## WORK ITEM
Leave the pictures out and give every entry again exactly.

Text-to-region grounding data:
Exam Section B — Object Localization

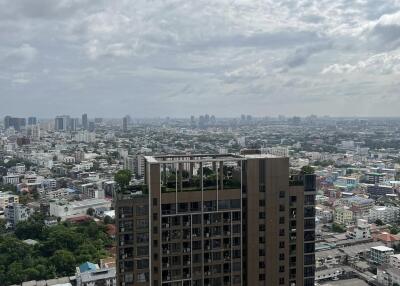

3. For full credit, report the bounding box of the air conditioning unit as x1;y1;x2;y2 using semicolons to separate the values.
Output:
167;250;170;254
227;231;230;235
186;274;190;278
207;220;211;224
121;214;125;218
121;227;125;232
166;223;170;228
206;233;210;237
167;276;171;281
166;263;170;267
120;241;124;246
208;259;212;263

## ANSWER SECTION
Exam Section B — Object Localization


3. For full credit, report the bounding box of the air conditioning unit as x1;y1;x2;y2 using semicolons to separate the values.
Output:
167;250;170;254
227;231;230;235
186;274;190;278
207;220;211;224
121;214;125;218
121;227;125;232
166;223;170;228
206;233;210;237
167;276;171;281
166;263;170;267
120;241;124;246
208;259;212;263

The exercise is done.